## PROBLEM REQUIREMENTS:
Multiply every bounding-box coordinate in the answers by 0.55 and round to whole numbers, with halves rounding up, then give these lines again, requests included: only the ones between the line holding "Data pipeline spec — extract bounding boxes for every black" and the line holding "353, 394, 617, 493", inclusive.

╔══

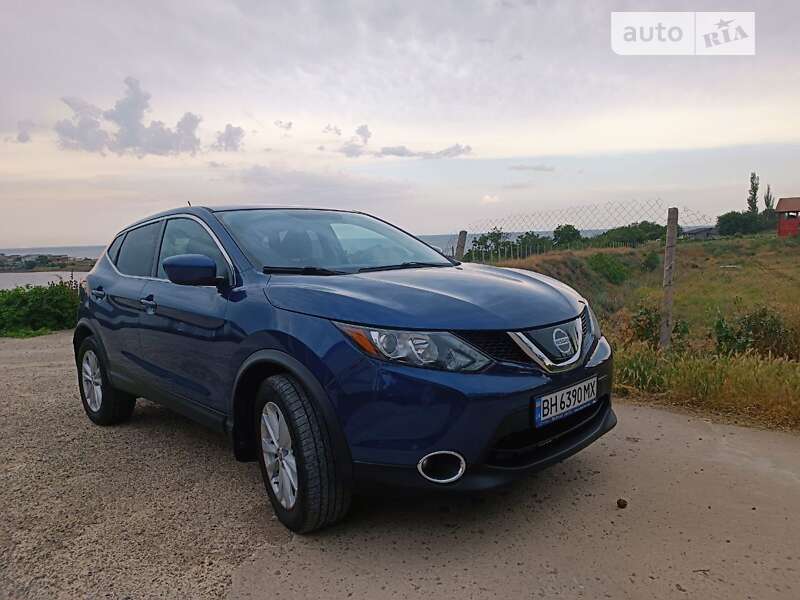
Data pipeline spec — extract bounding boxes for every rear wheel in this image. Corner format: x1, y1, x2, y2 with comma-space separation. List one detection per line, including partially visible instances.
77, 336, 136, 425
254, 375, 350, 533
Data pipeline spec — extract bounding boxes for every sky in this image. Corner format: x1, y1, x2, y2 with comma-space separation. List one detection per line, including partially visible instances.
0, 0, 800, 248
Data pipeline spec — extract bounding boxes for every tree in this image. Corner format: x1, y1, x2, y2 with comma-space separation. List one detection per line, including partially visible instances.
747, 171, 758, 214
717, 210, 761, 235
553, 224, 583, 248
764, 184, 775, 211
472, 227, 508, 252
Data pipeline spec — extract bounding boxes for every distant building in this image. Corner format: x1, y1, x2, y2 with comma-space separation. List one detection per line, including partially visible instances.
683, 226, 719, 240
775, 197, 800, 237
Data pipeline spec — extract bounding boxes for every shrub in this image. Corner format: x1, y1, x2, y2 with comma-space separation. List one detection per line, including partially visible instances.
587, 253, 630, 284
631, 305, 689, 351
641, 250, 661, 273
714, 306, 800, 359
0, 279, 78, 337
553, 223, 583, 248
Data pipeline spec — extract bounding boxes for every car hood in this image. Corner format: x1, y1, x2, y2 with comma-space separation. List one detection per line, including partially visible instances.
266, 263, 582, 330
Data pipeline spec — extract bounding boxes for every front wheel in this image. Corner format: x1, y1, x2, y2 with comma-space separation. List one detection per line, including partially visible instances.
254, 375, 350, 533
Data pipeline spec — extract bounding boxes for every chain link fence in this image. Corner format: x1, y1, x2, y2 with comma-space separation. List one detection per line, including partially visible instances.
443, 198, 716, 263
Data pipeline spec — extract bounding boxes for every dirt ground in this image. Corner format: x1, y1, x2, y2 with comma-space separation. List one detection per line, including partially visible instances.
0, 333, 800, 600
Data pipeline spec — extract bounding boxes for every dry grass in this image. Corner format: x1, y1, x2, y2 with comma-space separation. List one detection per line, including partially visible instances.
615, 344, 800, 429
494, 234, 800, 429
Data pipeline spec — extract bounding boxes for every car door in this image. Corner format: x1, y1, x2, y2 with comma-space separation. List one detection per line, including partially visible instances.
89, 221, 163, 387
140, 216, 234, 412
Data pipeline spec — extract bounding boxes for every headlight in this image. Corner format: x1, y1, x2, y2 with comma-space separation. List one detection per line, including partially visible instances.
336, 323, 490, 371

╚══
╔══

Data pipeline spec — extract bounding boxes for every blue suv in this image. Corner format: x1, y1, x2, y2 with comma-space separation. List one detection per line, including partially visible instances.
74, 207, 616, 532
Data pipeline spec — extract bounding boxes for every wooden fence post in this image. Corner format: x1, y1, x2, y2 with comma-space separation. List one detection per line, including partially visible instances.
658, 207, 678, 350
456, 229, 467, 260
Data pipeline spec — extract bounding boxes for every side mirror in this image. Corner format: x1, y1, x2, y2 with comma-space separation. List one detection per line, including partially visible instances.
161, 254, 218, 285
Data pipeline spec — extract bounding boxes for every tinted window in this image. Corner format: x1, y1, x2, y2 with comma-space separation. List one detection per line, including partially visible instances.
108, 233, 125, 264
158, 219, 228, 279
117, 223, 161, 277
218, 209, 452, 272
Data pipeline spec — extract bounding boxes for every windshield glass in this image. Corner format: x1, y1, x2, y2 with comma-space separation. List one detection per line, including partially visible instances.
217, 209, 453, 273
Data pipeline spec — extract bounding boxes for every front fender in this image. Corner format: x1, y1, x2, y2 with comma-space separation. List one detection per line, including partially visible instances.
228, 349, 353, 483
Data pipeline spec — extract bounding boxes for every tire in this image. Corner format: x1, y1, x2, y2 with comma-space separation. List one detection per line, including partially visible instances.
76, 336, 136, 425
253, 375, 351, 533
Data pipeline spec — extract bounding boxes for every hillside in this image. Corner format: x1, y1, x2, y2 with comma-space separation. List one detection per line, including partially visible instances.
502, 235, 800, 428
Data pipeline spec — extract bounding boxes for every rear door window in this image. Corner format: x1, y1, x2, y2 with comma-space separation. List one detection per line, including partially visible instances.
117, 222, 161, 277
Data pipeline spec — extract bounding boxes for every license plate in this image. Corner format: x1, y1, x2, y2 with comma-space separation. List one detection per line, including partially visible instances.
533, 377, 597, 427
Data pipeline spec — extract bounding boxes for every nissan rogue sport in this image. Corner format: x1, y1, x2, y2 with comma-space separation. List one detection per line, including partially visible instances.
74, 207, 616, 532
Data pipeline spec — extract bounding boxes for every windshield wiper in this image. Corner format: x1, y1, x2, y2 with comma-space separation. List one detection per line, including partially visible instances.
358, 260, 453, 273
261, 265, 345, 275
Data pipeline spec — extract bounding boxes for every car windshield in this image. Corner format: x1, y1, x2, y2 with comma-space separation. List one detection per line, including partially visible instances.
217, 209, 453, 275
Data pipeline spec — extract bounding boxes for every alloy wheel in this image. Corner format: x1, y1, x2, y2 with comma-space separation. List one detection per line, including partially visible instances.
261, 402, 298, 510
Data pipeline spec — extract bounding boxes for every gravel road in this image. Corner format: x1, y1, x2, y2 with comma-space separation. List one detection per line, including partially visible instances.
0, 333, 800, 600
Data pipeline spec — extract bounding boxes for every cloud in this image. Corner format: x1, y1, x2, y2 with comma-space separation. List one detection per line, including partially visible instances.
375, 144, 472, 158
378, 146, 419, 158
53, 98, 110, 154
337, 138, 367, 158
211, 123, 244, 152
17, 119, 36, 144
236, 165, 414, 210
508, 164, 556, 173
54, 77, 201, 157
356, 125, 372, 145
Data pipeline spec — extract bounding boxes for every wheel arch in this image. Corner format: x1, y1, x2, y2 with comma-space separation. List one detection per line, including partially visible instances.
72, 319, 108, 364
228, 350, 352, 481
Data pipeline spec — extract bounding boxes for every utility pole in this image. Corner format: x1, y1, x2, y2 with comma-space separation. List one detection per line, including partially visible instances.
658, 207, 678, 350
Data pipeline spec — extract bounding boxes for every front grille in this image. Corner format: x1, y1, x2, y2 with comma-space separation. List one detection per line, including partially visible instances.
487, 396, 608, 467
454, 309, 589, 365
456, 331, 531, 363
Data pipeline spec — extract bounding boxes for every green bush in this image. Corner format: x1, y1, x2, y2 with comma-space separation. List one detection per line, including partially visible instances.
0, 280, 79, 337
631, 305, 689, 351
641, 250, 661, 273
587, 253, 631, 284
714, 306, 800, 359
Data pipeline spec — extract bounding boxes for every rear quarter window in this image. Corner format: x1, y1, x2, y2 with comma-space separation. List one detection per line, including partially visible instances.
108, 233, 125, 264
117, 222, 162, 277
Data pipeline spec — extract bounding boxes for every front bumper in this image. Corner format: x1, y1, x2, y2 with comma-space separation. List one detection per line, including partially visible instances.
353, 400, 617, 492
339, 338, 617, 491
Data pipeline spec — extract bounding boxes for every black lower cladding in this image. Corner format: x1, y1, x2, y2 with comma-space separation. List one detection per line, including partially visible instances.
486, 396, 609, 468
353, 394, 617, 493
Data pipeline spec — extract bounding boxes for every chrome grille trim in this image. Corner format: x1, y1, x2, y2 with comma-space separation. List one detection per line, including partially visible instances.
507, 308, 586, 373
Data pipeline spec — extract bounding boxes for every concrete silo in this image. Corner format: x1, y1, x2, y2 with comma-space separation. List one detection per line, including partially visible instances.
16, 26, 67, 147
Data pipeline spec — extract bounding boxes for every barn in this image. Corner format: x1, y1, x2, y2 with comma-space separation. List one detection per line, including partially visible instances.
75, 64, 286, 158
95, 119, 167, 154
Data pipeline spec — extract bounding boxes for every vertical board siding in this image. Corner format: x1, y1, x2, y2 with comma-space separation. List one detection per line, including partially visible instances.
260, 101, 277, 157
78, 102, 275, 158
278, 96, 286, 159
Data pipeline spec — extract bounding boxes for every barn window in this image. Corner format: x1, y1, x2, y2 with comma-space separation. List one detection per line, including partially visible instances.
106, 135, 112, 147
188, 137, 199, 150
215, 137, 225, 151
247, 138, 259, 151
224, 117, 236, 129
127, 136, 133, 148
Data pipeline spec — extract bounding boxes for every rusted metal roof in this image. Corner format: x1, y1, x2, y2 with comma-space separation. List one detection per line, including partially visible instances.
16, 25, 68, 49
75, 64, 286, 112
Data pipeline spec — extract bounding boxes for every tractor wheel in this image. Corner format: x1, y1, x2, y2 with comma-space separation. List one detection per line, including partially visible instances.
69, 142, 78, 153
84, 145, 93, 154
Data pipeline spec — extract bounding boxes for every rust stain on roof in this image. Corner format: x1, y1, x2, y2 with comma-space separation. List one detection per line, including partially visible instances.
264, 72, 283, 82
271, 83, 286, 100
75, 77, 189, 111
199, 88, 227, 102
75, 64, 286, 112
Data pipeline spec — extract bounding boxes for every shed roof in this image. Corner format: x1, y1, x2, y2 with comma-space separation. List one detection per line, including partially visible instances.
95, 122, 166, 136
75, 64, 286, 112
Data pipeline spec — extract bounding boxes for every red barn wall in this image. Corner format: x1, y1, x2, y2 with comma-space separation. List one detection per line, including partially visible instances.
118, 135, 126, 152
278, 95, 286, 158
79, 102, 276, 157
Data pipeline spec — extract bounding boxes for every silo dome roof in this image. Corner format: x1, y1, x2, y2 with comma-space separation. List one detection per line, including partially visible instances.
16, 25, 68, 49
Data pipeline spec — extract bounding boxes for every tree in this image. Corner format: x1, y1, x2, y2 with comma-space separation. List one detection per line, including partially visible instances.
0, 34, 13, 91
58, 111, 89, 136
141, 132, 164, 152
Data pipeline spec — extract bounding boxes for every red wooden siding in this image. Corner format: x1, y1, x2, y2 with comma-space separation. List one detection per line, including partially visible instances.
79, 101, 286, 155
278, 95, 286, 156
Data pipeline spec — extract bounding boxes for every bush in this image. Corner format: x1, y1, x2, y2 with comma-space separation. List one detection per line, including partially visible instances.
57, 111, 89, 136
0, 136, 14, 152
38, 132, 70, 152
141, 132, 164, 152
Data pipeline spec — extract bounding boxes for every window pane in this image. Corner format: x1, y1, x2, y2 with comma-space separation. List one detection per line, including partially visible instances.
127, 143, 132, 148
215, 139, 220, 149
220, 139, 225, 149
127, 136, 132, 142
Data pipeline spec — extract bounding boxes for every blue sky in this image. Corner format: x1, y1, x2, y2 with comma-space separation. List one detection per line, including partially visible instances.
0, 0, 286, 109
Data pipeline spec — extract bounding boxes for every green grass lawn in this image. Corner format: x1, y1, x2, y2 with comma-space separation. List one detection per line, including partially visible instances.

╚══
╔══

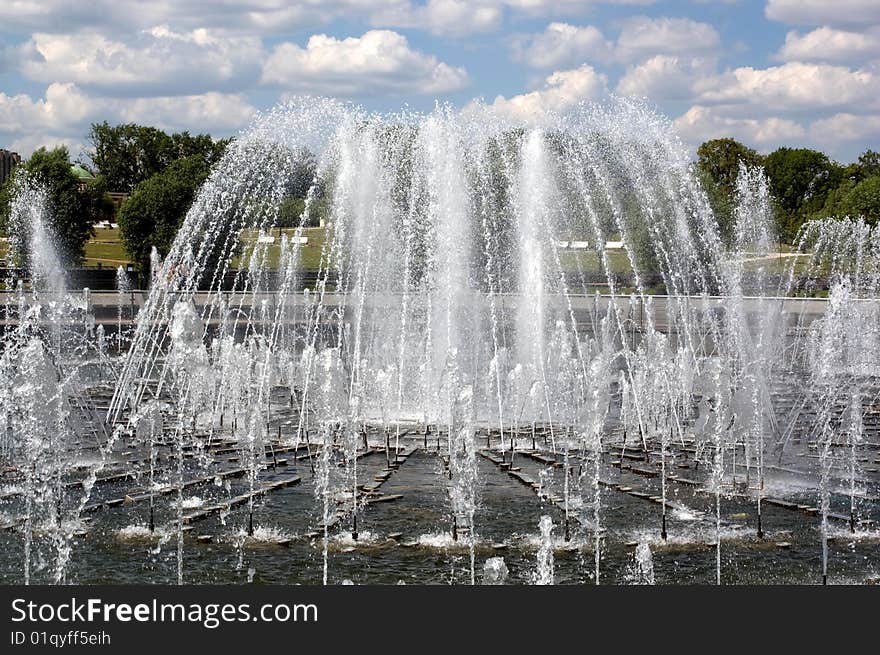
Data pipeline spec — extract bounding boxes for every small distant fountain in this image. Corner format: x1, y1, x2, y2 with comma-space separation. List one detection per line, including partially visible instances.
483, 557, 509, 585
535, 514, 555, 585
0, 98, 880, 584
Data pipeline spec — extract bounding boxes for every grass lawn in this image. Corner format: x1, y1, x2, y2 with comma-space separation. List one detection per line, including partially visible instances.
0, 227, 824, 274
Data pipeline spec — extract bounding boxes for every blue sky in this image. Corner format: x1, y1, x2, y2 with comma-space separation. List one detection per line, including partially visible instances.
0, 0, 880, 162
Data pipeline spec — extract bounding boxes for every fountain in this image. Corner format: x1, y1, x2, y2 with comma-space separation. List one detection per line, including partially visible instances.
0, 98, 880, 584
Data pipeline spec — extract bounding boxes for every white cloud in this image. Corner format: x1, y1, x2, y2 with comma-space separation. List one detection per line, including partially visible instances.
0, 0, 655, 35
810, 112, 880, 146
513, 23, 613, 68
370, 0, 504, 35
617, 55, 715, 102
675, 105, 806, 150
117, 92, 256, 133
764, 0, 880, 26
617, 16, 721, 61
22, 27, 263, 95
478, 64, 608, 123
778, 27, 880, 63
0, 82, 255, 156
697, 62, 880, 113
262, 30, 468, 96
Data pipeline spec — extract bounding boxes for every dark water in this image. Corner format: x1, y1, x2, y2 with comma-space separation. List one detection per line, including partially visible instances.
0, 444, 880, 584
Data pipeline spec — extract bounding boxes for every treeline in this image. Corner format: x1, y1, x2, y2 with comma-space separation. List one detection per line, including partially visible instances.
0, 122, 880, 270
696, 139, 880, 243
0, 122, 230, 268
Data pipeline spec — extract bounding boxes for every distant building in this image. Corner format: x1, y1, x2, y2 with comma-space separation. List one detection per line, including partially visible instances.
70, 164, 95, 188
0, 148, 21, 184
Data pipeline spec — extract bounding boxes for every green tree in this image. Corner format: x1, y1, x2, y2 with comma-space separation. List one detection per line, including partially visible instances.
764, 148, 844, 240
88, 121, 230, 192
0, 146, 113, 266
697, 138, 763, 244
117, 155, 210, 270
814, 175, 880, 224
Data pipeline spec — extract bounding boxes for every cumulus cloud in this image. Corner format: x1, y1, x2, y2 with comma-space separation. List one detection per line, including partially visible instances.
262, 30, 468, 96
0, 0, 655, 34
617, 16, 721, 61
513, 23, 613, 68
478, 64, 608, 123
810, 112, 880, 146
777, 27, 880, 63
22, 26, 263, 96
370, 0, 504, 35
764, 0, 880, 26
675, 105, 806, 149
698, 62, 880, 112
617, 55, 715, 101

╚══

## THE RESULT:
Data pipeline spec — extract bounding boxes for every black lower cladding in this image. Corner format: x1, y1, x2, y2 with comma-space separation. List one detection per line, including partially visible instances.
267, 218, 335, 257
194, 217, 339, 271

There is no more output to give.